**EXERCISE**
Please substitute "Label" for "Query" in the rows from the start up to and including the line with "[[226, 107]]", and give those lines again with everything else unchanged. Leave the pictures out of your answer.

-- Begin EXTRACTED ENTRIES --

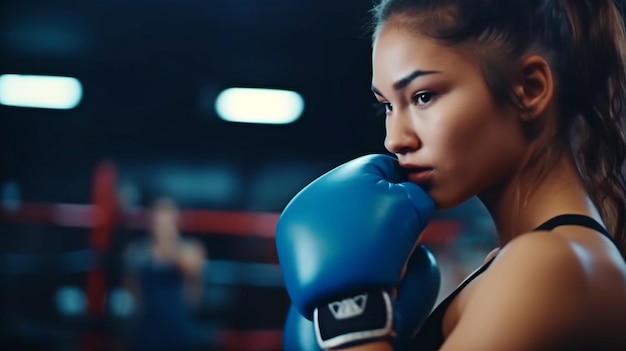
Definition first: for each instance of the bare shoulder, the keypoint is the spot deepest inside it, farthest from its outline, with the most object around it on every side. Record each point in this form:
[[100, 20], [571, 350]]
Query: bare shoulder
[[545, 291]]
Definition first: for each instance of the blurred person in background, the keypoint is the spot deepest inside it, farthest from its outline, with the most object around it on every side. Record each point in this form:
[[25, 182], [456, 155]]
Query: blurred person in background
[[163, 272]]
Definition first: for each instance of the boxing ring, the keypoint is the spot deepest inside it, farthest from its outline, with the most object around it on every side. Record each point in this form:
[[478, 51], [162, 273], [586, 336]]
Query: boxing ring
[[104, 226]]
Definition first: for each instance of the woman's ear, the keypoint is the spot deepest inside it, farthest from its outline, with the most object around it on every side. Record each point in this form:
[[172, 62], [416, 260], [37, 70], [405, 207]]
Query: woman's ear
[[534, 87]]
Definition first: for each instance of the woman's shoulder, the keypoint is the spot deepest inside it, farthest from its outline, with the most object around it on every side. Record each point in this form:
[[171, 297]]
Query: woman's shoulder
[[540, 288], [559, 261]]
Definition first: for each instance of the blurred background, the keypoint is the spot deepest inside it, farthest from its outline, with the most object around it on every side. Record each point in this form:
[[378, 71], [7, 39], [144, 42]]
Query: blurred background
[[226, 107]]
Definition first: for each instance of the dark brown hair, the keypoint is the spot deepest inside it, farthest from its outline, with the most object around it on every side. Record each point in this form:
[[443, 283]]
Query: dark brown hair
[[584, 42]]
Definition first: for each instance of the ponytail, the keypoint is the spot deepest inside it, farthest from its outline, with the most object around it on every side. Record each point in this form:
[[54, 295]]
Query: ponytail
[[594, 95]]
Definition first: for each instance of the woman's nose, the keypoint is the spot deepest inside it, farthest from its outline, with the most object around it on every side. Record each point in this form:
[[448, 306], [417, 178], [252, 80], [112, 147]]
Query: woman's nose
[[401, 137]]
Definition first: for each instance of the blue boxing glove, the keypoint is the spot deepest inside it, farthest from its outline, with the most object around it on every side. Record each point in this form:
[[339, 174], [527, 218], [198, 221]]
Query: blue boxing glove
[[410, 310], [343, 244], [298, 333]]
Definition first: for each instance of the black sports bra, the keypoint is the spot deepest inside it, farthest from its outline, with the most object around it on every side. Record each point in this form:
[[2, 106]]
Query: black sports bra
[[430, 335]]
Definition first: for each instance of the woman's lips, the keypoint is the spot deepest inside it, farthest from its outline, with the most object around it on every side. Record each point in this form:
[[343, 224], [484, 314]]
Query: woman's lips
[[420, 176]]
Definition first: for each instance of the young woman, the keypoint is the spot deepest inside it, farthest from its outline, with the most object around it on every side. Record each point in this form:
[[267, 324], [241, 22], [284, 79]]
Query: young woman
[[521, 103]]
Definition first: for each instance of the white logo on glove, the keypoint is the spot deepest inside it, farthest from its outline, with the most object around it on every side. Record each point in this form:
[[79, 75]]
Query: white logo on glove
[[348, 308]]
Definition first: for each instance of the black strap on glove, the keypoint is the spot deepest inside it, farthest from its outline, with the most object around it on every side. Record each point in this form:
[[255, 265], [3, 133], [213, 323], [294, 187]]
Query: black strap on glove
[[354, 320]]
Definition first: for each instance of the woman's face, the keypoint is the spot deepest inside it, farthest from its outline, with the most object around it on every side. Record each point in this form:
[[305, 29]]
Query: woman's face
[[441, 120]]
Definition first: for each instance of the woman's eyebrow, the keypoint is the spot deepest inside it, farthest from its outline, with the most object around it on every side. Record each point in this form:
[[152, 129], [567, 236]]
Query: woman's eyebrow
[[405, 81]]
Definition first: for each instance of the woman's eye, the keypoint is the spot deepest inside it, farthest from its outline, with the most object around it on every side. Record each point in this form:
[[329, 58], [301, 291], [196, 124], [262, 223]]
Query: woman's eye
[[382, 108], [423, 98]]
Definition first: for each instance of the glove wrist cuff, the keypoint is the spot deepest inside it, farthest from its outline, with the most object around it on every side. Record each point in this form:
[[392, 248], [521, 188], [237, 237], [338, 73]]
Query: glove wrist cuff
[[354, 320]]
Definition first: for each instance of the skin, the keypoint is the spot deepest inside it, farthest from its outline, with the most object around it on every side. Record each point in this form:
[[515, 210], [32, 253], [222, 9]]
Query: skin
[[558, 290]]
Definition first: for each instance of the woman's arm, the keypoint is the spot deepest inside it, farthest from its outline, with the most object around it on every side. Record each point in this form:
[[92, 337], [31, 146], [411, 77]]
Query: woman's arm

-- End EXTRACTED ENTRIES --

**SOLUTION TO THIS TASK**
Definition first: for each instance of the bare shoulder, the keypoint is the spot deepest inside it, farthest from its outline, with the most object around it on every side. Record each point in this form:
[[100, 20], [571, 350]]
Label: bare shoulder
[[545, 291]]
Definition first: for each instance of the blurred person in background, the keypoint is the spot deepest inside it, farthest from its outline, with the most object around it on every side. Record each point in this form:
[[25, 182], [456, 155]]
Label: blurred person in background
[[163, 272]]
Definition first: for each instance of the boxing ring, the keypoint is the spot deepest inside it, farthest from its outline, with the most object around it on every side. Record each point in this form:
[[478, 51], [162, 273], [586, 336]]
Label: boxing ring
[[104, 226]]
Definition first: for each instance of the woman's ear, the keypoint is the spot deepest inside it, farthest from its outline, with the most object around it on every side. Record each point in this form:
[[172, 62], [416, 260], [37, 70], [405, 207]]
Label: woman's ear
[[534, 87]]
Definition first: for each instance of the woman's shoulder, the keypoint is the spot deepest inside it, farthest from its outline, with the most object around it on every side. Record each point in this form:
[[171, 297]]
Label: woman's shoulder
[[540, 288], [559, 261]]
Definition first: for each instance of the blurred background, the keypoint is the spot deepest inside it, farthest from its outline, with the most object around it on every side. Record each point in this form:
[[378, 71], [7, 39], [144, 42]]
Label: blurred background
[[226, 107]]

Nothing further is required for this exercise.